**TEXTO DE LEITURA**
•••••
A minha mãe não costurava, mas era uma dona de casa de grandes primores e trabalhava num campo que tínhamos, onde plantava um pouco de tudo e na altura das vindimas, como o meu pai também fazia algum vinho, o que para nós crianças era uma alegria quando íamos ajudar. Ela era uma pessoa muito crente e eu costumava acompanhá-la à igreja, mas a sua bondade era ela própria que a promovia, pois era uma pessoa que gostava de ajudar os pobres, que raro dia não vinham lá bater á porta. Gostava de ajudar de forma discreta, principalmente aos “pobres envergonhados”, que eram aqueles que não tinham coragem de pedir. Ao Domingo cozinhava sempre a mais e depois eu ou o meu irmão Jaime, íamos levar a casa de alguns desses. Houve mesmo uma família que alimentava diariamente durante bastante tempo, tal a necessidade com que viviam. ”


Costureira e um irmão padre
NF- Como foi a sua juventude?

D. Dina- ”Sem grandes percalços. Fui-me dedicando à costura e ajudando a minha mãe em casa, com quem aprendi muita coisa, que me foi muito útil no futuro, quando constituí a minha própria família. Claro, que como única rapariga, tinha certas atenções e canseiras. Entretanto, em Fão havia muitos padres e quando meu irmão José decidiu entrar para o seminário, chegaram a andar lá mais 9 rapazes de Fão.
•••••
[Anotações de caixas para fotografias]
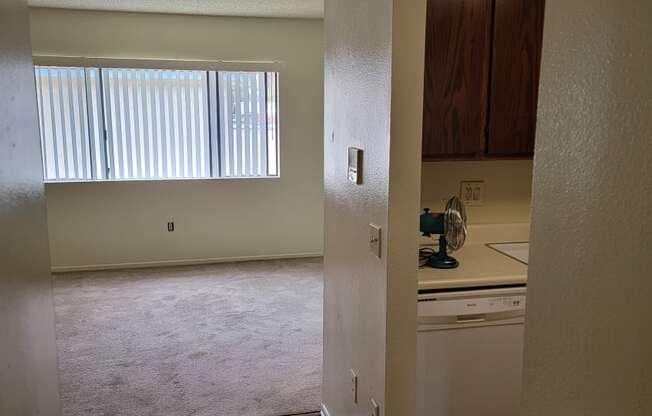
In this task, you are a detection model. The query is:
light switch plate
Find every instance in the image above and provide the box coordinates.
[460,181,485,207]
[371,398,380,416]
[351,369,358,404]
[347,147,362,185]
[369,224,382,258]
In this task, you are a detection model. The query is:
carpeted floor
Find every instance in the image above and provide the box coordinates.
[54,259,322,416]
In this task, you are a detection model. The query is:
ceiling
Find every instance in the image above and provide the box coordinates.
[28,0,324,18]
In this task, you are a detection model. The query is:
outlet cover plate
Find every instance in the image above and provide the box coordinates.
[460,181,485,207]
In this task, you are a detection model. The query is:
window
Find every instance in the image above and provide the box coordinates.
[35,66,278,181]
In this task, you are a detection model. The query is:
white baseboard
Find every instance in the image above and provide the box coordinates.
[51,253,328,274]
[321,403,330,416]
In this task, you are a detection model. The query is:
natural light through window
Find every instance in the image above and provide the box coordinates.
[35,66,278,181]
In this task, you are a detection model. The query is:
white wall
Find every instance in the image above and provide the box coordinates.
[323,0,425,416]
[421,160,532,224]
[524,0,652,416]
[31,9,323,270]
[0,0,61,416]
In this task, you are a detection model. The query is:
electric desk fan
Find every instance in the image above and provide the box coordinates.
[419,196,466,269]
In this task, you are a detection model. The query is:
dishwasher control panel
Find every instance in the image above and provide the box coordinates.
[417,294,525,317]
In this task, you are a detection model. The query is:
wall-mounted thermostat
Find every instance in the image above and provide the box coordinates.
[348,147,362,185]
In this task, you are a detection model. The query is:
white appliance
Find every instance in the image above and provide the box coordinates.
[417,285,525,416]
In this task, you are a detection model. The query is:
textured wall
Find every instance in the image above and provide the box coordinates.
[0,0,60,416]
[31,9,323,268]
[323,0,425,416]
[524,0,652,416]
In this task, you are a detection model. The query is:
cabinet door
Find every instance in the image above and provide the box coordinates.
[423,0,492,159]
[487,0,544,156]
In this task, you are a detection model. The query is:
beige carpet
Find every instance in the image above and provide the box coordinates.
[54,259,322,416]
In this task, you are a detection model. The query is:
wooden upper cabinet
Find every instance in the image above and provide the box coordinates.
[487,0,544,155]
[423,0,492,158]
[422,0,544,160]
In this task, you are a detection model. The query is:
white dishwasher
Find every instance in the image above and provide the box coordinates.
[417,285,526,416]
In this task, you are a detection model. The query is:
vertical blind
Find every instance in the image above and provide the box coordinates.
[102,69,210,179]
[35,66,278,181]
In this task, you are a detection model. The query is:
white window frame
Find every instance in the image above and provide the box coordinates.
[33,55,285,183]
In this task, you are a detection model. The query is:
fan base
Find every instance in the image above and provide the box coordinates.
[427,254,460,269]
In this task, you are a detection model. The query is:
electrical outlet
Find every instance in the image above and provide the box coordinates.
[369,224,381,258]
[460,181,485,207]
[351,369,358,404]
[371,398,380,416]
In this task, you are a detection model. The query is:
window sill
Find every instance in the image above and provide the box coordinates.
[43,176,281,186]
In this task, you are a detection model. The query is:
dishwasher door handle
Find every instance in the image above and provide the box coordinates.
[456,315,487,324]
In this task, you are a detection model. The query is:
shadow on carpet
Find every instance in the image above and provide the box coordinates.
[54,259,322,416]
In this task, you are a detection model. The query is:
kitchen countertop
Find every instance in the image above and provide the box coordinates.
[418,224,529,291]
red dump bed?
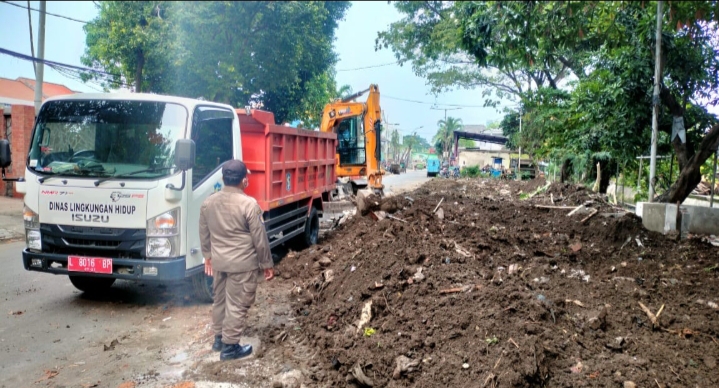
•••••
**TAREFA 1**
Adicione 81 a cada número das coordenadas das respostas e reescreva, com os pedidos incluídos, as linhas da listagem desde o início da listagem até à linha que contém "[369,224,382,258]", inclusive. Deixe as imagens de fora da resposta.
**TAREFA 2**
Prossiga o relato de D. Dina sobre a família e a juventude em Fão a partir da última frase apresentada.

**RESPOSTA CORRETA 1**
In this task, you are a detection model. The query is:
light switch plate
Find every instance in the image above and provide the box coordinates.
[541,262,566,288]
[452,479,461,497]
[432,450,439,485]
[428,228,443,266]
[450,305,463,339]

**RESPOSTA CORRETA 2**
Ele muito pequeno já sentia essa vocação. Então um dia o Padre Jó, que era padrinho do outro (Jaime), quis falar com ele, para se aquilatar sobre as suas intenções, até porque ele era um bom aluno e lhe confessou a vontade de não continuar a estudar e poder ingressar no seminário, como veio a acontecer.
Andou lá a estudar 12 anos e de todos os de Fão que lá andavam, foi o único a concluir os estudos. Lembro-me que fui eu a representar a família no dia em que foi ordenado no Paço. Ao fim de 2 ou 3 anos de estar como secretário do Arcebispo, foi colocado em Paradela e Faria, onde esteve algum tempo, tendo depois ido para Rio Covo Santa Eugénia, uma freguesia de Barcelos muito pobre e que já não tinha pároco há mais de 20 anos. Acabou por final lá para sempre a viver, pela grande estima que tinha de toda a gente.
Quando o António Lopes, que veio desmobilizado do serviço militar dos Açores, regressou a Apúlia, mas frequentava Fão, acabando por nos conhecermos. Os meus pais não queriam que nós namorássemos e o facto de meu irmão já estar no seminário, parecia ainda também não ajudar muito. ”


Ajudante do marido alfaiate e Guarda Fiscal

NF- Casando com um Guarda Fiscal alterou muito a sua vida ?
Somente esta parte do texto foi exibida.